- PROBLEMS TO SOLVE -
• A. According to the spring break travel article, about how many people did the TSA screen on March 21, 2020?
• B. Continue the spring break travel article from where it stops.
DOCUMENT EXTRACT: Begin
Spring break is here for many people across the country. But there’s still some uncertainty about whether travel is allowed.
The state of play
The Transportation Security Administration said it screened more than 1.5 million people at the airports on Sunday, March 21. That’s the busiest day at an airport since March 13, 2020.
To see the true difference, the TSA said it screened about 548,000 people on March 21, 2020, though. Compare that to the 2.2 million who were screened in 2019, according to USA Today.
So right now, travel remains caught in the middle. Less people are traveling than before the pandemic, but more people are traveling since the beginning of the coronavirus’ spread.
Travel has its own set of consequences and results. Look at Miami. The Florida city — known for its exuberant nightlife and party culture — was party central over the last weekend. In fact, there were so many spring breakers in Miami that local officials had to declare a curfew and a state of emergency to stop the potential spread of coronavirus and any damage from the partying.
What do experts recommend?
DOCUMENT EXTRACT: End
RECORDED DATA: Begin
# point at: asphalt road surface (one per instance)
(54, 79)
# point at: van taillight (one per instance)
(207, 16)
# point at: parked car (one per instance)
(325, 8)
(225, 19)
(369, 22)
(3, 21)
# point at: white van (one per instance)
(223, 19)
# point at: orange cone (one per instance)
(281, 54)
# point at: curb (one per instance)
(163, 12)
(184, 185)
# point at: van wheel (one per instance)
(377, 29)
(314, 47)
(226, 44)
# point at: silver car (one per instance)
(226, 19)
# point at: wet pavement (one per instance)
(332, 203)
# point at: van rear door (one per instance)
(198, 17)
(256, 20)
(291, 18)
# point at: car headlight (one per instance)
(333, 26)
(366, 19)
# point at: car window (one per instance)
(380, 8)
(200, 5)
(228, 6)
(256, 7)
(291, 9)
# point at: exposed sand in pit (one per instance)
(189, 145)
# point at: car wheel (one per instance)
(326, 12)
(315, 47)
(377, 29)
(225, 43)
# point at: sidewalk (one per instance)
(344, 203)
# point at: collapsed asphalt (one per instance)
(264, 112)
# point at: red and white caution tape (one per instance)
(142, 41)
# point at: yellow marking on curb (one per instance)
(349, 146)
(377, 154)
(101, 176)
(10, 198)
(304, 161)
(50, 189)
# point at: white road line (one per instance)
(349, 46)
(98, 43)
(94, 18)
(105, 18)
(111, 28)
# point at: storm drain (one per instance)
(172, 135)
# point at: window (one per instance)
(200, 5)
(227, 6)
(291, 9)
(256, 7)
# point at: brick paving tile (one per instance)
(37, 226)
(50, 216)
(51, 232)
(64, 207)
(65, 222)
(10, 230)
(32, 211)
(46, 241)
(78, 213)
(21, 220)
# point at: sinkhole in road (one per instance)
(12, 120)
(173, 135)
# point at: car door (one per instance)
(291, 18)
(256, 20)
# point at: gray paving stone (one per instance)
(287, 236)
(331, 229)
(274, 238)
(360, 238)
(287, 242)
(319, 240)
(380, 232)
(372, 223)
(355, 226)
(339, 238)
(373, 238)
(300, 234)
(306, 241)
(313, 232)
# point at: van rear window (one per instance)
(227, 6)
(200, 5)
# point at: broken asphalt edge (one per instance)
RECORDED DATA: End
- PER-TASK ANSWERS -
• A. About 548,000 people.

• B.
The Centers for Disease Control and Prevention has a new page about spring break travel. Simply put, travel increases the chances you’ll either get or spread COVID-19 to others.
“CDC recommends that you do not travel at this time. Delay travel and stay home to protect yourself and others from COVID-19,” the agency suggests on its website.
I followed up with the CDC to see if they had any additional information. Jasmine Reed, a spokeswoman for the CDC, said in an email: “The recommendation is to reconsider travel, as you can have an increased risk of getting the virus that causes COVID-19.”
Reed recommended the CDC’s website for more information.
Dr. Anthony Fauci, one of the nation’s top infectious disease experts, worries that too much travel right now could lead to another surge, especially since so many states are opening up and limiting their mask mandates, according to The New York Times.
“There’s always a risk of another surge and that’s the thing we really want to avoid because we are going in the right direction. That’s why I get so anxious when I hear pulling back completely on public health measures like saying, ‘no more masks, no nothing like that’ I mean, that’s is risky business,” Fauci said.
What if you travel?
You might decide to travel for spring break. So the CDC does have some suggestions for what you should do ahead of time.
For example, you’ll want to see what potential vaccines, medications or advice there is for where you’re going to go. You’ll also want to make sure what local restrictions there are in any given area.
Some states — like Florida and Texas — have started to open up a little bit more amid the pandemic. Mask mandates aren’t around in some states, either. You’ll want to consider those as you visit those locations to see what you are allowed to do and what you might not be allowed to do.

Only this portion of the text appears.